━━━ Provided text

In 2005, Congress passed the Class Action Fairness Act (“CAFA”) in order to grant class action litigants in diversity cases easier access to the federal courts. The re-formulated sections under 28 U.S.C. § 1332 created a lower threshold to gain access into the federal courts for both the plaintiff class members, and the perspective defendants wishing to remove to federal court. Congress passed these new provisions in order to “restore the intent of the framers of the United States Constitution by providing for Federal court consideration of interstate cases of national importance under diversity jurisdiction.” In its deliberations over the bill, Congress specifically found that certain litigants used the previous jurisdictional regime to create many situations whereby certain cases with national importance did not qualify for federal jurisdiction based upon diversity. Additionally, Congress sought to address the age old concern of discrimination against out-of-state litigants.

━━━━━━

Set of tasks
- A) Answer briefly from the passage on the Class Action Fairness Act:
(i) In what year did Congress pass the act?
(ii) Which section of the United States Code was re-formulated?
(iii) What age-old concern did Congress also seek to address?
- B) Carry the passage on the Class Action Fairness Act forward from its final sentence.

━━━ Records supplied

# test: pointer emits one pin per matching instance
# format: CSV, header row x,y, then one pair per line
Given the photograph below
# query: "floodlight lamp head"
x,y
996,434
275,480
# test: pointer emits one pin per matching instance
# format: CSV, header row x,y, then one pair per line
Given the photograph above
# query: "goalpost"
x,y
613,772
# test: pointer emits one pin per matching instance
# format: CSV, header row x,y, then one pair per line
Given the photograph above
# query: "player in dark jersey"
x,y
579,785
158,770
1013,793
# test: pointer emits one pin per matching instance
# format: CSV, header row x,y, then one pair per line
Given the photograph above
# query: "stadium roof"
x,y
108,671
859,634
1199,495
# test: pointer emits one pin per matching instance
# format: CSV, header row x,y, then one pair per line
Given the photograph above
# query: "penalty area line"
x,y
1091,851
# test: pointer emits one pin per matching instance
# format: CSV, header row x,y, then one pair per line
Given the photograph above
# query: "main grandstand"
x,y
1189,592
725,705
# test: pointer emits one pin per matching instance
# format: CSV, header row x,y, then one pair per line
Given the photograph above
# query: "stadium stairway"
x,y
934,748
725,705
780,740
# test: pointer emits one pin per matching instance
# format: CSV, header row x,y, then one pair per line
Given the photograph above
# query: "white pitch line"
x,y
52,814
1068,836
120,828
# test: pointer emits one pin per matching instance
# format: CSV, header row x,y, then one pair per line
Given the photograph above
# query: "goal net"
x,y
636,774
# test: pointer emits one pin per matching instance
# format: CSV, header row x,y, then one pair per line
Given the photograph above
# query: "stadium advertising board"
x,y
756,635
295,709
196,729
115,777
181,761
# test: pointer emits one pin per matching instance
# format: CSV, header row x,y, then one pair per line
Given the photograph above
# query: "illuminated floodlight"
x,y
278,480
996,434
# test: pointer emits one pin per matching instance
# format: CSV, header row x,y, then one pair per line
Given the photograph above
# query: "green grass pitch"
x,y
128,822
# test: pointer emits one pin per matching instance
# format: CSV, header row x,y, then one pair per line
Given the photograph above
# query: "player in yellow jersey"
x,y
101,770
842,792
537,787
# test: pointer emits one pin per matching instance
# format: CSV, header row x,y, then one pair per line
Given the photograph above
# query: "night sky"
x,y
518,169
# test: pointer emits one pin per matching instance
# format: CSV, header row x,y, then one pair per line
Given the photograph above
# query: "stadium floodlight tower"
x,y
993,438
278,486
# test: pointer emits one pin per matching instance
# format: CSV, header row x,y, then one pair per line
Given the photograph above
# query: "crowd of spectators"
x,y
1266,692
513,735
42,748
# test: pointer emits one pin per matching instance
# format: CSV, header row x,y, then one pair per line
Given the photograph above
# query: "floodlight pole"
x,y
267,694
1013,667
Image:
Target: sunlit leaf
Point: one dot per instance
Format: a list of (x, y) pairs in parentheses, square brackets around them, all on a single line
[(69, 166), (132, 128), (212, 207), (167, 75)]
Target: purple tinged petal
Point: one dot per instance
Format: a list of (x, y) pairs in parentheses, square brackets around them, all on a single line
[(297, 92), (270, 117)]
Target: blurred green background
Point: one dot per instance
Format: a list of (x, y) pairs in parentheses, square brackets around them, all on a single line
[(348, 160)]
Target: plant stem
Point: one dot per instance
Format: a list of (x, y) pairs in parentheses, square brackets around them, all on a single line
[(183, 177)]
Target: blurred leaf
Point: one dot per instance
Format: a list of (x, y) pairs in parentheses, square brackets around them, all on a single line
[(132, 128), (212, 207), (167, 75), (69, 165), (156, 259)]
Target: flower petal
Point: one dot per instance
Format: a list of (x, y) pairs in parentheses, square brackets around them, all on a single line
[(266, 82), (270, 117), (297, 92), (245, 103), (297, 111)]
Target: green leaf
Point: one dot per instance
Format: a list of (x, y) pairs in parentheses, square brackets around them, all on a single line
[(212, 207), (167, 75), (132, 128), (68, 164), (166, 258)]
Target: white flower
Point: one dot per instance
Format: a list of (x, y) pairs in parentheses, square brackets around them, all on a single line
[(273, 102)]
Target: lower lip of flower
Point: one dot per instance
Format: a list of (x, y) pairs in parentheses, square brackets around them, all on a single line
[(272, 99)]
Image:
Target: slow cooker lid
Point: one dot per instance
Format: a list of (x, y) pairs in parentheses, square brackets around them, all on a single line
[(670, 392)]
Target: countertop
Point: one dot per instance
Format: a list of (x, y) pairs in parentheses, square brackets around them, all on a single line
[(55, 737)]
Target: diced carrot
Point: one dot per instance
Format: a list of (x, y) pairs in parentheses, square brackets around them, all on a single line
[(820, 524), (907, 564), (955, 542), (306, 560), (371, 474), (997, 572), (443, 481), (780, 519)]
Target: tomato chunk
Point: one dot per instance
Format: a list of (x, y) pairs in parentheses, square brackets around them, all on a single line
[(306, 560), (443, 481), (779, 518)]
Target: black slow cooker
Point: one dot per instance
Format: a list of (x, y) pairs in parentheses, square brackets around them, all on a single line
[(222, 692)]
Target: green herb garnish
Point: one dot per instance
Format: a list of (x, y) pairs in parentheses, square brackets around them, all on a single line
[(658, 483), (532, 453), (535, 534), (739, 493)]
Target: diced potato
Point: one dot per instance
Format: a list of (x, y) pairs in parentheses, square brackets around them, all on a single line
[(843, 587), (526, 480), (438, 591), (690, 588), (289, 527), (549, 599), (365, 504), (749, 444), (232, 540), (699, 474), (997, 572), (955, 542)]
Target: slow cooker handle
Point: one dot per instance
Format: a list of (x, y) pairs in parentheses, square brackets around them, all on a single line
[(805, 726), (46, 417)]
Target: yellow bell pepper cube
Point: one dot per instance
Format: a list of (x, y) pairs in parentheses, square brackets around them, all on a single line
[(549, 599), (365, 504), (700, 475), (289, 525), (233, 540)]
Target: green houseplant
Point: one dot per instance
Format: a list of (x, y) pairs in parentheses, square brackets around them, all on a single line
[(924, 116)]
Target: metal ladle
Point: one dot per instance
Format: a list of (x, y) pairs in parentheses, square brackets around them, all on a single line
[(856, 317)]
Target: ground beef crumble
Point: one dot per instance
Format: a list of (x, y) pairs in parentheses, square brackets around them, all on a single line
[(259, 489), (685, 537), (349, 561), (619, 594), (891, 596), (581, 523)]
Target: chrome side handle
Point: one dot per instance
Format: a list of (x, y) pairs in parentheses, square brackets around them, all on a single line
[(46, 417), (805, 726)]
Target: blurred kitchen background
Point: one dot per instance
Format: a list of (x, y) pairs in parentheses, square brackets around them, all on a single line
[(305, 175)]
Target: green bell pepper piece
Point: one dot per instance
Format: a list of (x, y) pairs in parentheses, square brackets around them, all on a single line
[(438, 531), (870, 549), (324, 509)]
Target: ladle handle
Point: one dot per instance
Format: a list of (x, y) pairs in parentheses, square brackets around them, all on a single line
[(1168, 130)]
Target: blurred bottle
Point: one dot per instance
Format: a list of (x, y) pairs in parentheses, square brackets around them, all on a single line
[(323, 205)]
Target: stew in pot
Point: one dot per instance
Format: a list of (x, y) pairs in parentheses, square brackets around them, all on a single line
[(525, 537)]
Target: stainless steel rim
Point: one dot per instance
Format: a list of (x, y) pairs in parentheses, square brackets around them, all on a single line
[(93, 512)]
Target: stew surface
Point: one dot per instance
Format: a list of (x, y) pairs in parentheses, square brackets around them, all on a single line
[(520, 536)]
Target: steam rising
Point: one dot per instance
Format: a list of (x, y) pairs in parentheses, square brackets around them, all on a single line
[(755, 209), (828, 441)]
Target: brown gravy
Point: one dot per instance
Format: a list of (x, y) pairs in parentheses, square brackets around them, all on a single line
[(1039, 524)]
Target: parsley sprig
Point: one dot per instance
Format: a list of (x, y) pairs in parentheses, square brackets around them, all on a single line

━━━━━━

Outputs in order
- A)
(i) 2005
(ii) 28 U.S.C. § 1332
(iii) Discrimination against out-of-state litigants

- B)
Congress also mentions in its findings and purposes prelude to CAFA that over the previous decade (1995 – 2005), abusive practices of the class action device caused numerous harms, thus justifying this remake of the class action jurisdictional regime. But why in 2005? Perhaps because Congress wished to respond to the vast amount of litigation against insurers stemming from Hurricane Katrina, which made landfall in August of 2005. Perhaps because in 2005, Republicans held a majority in both the House and the Senate (and held the presidency), and as a general matter, the Republican Party, rightly or wrongly, is viewed as anti-plaintiff. In this view, Republicans wanted to allow insurance companies greater opportunities to remove to federal court (which is also seen, rightly or wrongly, as somewhat less pro-plaintiff than many state courts). Whatever the true reasoning, Congress did pass CAFA, and some of CAFA’s provisions are worth noting.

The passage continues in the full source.